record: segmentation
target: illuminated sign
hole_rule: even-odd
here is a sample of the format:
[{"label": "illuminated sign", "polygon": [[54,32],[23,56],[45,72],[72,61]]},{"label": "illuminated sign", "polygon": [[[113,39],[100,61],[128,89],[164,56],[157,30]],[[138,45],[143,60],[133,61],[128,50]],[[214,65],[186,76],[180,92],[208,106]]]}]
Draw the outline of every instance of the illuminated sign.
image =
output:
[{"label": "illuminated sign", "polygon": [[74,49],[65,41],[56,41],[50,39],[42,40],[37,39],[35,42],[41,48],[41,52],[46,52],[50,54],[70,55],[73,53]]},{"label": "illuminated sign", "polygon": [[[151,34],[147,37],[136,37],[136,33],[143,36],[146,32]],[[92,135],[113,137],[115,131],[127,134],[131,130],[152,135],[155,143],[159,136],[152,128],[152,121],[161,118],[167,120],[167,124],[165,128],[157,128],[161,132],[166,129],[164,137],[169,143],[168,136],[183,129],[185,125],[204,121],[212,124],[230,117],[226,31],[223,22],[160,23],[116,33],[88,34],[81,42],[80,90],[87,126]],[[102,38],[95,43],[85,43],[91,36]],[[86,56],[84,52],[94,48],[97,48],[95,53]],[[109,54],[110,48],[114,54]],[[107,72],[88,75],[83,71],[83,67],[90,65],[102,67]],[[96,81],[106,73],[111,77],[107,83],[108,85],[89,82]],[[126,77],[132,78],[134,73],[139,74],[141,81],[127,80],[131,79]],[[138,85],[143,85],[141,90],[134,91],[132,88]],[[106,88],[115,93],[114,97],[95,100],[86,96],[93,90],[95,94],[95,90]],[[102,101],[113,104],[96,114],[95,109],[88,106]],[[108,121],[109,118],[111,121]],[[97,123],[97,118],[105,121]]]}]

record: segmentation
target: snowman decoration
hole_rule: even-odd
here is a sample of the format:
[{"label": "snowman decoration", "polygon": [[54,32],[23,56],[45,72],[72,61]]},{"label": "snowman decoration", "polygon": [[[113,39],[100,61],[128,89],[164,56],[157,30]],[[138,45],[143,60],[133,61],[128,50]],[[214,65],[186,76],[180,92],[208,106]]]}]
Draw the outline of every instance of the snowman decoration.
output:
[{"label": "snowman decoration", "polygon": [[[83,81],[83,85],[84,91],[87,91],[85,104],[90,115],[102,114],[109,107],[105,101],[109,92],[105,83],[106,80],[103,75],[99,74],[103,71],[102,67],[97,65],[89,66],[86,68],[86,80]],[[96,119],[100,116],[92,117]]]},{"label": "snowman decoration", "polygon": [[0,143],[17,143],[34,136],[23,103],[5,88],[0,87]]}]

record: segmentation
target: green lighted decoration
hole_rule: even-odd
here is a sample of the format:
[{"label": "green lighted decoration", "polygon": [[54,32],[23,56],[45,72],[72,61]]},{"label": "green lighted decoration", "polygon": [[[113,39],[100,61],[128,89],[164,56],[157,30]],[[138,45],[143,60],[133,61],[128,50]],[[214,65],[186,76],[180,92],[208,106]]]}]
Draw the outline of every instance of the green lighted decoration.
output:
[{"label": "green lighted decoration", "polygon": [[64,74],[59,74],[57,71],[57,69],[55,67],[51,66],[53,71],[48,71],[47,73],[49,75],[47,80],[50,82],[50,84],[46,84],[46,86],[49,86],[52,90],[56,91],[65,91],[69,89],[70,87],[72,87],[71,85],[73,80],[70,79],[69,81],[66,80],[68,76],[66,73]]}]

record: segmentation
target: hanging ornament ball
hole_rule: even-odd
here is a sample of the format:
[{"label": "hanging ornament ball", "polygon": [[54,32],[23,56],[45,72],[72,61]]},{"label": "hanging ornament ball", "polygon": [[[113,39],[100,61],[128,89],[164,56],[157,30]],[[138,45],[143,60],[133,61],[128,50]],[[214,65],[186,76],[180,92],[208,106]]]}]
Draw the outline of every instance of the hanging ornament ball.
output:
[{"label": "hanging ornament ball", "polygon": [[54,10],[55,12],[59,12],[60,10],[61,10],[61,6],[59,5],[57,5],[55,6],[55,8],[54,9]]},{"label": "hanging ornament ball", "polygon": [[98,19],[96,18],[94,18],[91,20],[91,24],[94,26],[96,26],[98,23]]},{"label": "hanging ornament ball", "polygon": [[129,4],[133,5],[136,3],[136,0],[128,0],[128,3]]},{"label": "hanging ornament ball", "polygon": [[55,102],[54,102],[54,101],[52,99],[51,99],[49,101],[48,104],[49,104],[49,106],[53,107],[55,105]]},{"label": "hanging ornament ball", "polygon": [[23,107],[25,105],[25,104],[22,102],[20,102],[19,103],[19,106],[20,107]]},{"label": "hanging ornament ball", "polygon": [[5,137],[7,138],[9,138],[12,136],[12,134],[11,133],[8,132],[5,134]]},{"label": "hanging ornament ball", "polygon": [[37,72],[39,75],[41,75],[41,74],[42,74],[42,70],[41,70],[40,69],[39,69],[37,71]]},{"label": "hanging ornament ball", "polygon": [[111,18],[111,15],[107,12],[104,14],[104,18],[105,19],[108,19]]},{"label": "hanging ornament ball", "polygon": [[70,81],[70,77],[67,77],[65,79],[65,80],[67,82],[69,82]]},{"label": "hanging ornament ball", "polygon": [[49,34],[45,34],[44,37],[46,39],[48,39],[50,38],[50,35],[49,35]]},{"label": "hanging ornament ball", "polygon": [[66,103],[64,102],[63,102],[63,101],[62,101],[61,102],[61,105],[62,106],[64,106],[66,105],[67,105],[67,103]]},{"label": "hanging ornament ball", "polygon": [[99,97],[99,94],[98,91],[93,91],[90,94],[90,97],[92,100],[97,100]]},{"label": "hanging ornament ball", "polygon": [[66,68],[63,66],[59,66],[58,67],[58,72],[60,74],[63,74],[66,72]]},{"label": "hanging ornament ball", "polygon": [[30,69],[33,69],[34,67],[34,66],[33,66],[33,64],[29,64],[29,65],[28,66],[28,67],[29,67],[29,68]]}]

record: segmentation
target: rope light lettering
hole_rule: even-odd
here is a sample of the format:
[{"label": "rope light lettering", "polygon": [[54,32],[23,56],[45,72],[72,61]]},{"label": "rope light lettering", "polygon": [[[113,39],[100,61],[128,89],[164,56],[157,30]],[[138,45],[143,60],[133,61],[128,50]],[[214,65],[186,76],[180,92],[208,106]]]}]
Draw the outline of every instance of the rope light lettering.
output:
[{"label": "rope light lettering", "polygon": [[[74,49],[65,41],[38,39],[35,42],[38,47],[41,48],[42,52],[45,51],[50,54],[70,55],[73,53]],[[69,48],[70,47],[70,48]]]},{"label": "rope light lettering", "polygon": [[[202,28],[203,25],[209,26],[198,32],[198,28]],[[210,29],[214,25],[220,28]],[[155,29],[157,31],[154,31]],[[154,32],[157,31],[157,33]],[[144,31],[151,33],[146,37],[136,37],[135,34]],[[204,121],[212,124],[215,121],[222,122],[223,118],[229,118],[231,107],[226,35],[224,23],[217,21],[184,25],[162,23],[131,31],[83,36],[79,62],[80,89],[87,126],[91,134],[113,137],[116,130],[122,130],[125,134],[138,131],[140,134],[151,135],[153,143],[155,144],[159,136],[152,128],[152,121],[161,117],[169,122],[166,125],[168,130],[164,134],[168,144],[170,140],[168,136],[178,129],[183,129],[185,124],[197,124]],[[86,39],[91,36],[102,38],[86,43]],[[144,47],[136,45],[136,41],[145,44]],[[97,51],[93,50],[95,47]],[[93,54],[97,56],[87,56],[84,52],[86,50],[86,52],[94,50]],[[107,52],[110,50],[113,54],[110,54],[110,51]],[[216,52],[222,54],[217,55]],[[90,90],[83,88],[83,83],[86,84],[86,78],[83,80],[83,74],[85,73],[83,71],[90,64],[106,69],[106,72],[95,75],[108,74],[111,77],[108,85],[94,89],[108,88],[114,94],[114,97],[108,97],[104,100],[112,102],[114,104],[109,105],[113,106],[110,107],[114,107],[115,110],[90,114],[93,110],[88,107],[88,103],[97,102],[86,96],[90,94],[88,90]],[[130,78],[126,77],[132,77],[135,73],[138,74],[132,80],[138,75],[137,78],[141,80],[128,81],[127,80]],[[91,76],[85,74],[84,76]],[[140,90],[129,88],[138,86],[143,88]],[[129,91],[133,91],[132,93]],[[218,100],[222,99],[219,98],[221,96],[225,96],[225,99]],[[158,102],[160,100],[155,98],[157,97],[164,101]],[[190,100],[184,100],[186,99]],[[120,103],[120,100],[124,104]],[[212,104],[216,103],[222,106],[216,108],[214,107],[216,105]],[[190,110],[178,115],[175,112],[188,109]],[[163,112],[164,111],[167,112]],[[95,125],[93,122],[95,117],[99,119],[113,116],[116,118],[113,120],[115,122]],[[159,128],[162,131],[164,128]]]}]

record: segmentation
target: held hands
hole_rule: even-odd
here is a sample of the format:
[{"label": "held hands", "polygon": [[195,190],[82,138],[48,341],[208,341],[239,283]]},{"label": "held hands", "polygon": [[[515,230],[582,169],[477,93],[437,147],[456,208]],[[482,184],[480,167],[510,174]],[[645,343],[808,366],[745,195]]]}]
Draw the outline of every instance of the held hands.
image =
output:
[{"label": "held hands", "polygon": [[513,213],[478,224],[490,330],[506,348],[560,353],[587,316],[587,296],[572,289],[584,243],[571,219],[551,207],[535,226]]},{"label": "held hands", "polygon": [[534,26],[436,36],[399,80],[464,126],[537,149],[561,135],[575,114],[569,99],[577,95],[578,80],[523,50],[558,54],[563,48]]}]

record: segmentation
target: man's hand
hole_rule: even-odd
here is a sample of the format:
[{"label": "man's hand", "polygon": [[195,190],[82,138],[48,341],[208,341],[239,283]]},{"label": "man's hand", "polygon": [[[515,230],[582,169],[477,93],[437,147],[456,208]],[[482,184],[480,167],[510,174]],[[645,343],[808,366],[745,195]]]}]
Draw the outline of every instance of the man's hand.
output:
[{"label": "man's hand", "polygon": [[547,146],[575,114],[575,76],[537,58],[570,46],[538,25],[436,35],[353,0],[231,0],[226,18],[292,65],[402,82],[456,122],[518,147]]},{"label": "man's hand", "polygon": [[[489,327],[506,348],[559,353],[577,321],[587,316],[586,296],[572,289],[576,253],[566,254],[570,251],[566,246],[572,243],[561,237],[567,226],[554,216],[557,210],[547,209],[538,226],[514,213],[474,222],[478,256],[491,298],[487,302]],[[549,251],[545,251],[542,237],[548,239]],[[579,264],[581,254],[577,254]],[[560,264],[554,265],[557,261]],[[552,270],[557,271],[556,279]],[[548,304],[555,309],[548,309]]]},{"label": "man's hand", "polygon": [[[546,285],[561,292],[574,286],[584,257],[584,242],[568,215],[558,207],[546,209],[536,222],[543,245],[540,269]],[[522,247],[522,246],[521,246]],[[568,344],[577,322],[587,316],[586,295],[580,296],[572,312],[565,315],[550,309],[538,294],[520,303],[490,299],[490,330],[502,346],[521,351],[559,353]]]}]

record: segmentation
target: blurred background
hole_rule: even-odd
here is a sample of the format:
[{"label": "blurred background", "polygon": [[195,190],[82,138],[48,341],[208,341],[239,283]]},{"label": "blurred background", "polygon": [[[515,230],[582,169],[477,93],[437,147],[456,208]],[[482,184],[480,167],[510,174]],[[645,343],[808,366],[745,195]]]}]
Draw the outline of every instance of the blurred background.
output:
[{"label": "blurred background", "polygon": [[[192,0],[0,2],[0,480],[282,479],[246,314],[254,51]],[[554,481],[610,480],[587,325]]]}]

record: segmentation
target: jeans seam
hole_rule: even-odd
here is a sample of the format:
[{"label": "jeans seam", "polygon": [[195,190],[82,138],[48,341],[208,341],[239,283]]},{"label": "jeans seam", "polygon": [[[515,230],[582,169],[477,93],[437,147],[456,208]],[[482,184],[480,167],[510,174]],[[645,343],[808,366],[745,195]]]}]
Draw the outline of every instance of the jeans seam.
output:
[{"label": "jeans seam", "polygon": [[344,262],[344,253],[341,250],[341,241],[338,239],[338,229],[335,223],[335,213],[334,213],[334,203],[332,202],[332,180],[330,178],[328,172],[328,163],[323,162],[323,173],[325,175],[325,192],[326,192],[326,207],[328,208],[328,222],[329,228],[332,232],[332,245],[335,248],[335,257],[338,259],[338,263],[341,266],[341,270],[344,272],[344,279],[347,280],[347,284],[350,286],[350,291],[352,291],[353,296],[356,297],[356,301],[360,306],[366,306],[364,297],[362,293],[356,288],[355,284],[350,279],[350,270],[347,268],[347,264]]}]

:::

_What the task asks_
Show every line from the items above that contains the word "lighted".

_Written answer_
target: green lighted decoration
[{"label": "green lighted decoration", "polygon": [[54,32],[23,56],[45,72],[72,61]]},{"label": "green lighted decoration", "polygon": [[[113,39],[100,61],[128,89],[164,56],[157,30]],[[138,45],[143,60],[133,61],[128,50]],[[214,65],[186,76],[180,92],[208,106]]]}]
Draw the outline of every instance of the green lighted decoration.
[{"label": "green lighted decoration", "polygon": [[64,74],[59,74],[57,71],[57,69],[55,67],[51,66],[53,71],[48,71],[47,73],[49,75],[47,80],[50,82],[50,84],[46,84],[46,86],[49,86],[52,90],[56,91],[65,91],[69,89],[70,87],[72,87],[71,85],[73,80],[70,79],[69,81],[66,80],[68,76],[66,73]]}]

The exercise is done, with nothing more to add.